-------- Excerpted passage --------

We did some spot checks on resumes that were passed on to make sure we were filtering ok and the quality was awful - a significant amount of people were applying for jobs asking for 5 years experience in a Java-like language with no experience, no degree and a half assed cover letter about being a good learner. A decent number were data scientists who had 2 years of python experience, and a surprising number were wildly over-qualified people who I realised after speaking to one or two they were actually trying to sell us their consulting services. That’s before you even get to “are they lying?”



Sure - that's how things are meant to work, with recruiters providing a valuable filtering service, but it does seem that many companies are now using (poor quality) AI screening, as well as a slew of abusive application practices (the ghosting. etc), and it seems any mutual respect between hiring company and candidate is disappearing. I don't know what the solution is.


My point is that that had been my experience hiring in a 10 person company and a 30k person company, and that the “suggested” AI screening isn’t happening - it’s probably that your application is the same as the other 300 applications that went in.

-------- Dataset extract --------

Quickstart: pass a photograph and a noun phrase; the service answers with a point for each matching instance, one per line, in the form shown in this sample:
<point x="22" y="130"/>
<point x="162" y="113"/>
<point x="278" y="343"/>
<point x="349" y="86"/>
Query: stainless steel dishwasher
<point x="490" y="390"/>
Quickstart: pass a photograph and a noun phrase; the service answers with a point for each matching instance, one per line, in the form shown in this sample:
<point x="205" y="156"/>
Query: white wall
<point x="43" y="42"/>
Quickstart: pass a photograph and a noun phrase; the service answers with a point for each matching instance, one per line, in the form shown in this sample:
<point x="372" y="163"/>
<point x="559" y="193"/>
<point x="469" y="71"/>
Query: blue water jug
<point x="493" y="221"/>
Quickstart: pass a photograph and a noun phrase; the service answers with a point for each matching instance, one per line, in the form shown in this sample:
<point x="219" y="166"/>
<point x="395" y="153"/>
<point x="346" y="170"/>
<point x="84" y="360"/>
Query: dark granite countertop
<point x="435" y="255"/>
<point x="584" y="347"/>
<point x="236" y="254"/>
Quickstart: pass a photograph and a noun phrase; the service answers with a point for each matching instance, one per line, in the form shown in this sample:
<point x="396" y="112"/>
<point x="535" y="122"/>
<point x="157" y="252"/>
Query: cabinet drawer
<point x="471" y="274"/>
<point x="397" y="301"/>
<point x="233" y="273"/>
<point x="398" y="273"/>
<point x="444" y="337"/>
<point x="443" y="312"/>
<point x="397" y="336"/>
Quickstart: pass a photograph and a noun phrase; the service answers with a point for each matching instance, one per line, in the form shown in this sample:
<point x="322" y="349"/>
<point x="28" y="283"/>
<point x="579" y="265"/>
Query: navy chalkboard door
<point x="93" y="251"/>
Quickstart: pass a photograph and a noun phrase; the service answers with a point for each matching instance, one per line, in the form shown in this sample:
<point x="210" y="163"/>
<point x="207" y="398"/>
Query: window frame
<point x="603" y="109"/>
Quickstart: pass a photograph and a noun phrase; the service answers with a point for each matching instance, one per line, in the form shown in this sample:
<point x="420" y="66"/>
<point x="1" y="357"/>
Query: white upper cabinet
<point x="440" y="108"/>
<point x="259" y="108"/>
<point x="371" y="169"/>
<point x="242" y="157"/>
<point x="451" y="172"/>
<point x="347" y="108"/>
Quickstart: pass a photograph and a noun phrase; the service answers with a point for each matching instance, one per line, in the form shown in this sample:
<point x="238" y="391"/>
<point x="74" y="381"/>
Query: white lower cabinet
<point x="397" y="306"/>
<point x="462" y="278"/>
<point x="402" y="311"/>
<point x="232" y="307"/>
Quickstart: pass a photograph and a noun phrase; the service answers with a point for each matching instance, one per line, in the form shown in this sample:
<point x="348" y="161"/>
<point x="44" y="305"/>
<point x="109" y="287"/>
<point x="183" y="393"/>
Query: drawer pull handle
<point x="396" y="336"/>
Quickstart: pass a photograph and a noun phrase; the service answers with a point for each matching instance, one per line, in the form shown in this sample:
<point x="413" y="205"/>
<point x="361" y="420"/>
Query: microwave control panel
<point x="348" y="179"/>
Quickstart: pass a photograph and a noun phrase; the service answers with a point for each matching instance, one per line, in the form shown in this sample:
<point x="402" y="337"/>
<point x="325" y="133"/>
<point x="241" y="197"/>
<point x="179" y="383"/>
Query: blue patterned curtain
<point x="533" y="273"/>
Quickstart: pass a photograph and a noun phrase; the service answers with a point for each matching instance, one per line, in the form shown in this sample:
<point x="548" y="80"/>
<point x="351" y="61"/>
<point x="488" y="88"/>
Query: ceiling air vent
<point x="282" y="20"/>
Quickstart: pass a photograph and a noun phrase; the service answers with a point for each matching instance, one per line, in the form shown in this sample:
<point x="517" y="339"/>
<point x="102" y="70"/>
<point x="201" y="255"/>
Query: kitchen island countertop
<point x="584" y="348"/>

--------

■ Given instruction
Pick up the exchange about screening job applicants after its last sentence and keep it going.

■ Output for this exercise
I haven't experienced it myself (haven't applied for a job in a long time), but there are lots of reports here on HN of people getting online applications rejected withing minutes, or late at night - definitely some companies are using software to filter resumes. This has been going on for a long time - it's not just a recent "AI" thing - resumes used to get rejected for not having the right keywords on them.


> lots of reports of people getting online applications rejected within minutes

Possibly the single most distracting alert on my phone and pc is my work email. It’s probably prioritised wrong, but if I have 200 candidates for a position, and I get an application that doesn’t meet the tech stack or YOE requirements when I have 20 who do, I’m just going to reject them.

> or late at night ATS let you schedule emails. I used to send mine at 4am EST despite being in the UK

> definitely some companies are using software to filter resumes

I don’t doubt it, but I doubt that it’s rampant to the degree you’d believe on this site. I’d instead that it’s far more likely that the hiring manager, or a recruiter, is spending about 15 seconds looking at “does the tech stack match, how much experience, and how many other candidates are there that I think have an edge”. The people on this site are a small minority of very smart folk, but if you spend any time in a comment section of a topic you are an expert in, you’ll quickly realise that you shouldn’t take everything you read on here as absolute.

Another suggestion - Reach out to two different recruiters and get them to review your resume. (You might need to pay them to do it). You’ll get two totally different responses. Both might work, and neither might work. At the end of the day, a human makes the call, and even if the ATS is automated, a human set those criteria. Honestly, having spent so much of my time hiring over the past 5 years, it wouldn’t surprise me if there was literally no ATS scanning, and everything that was sold to fix that problem was snake oil.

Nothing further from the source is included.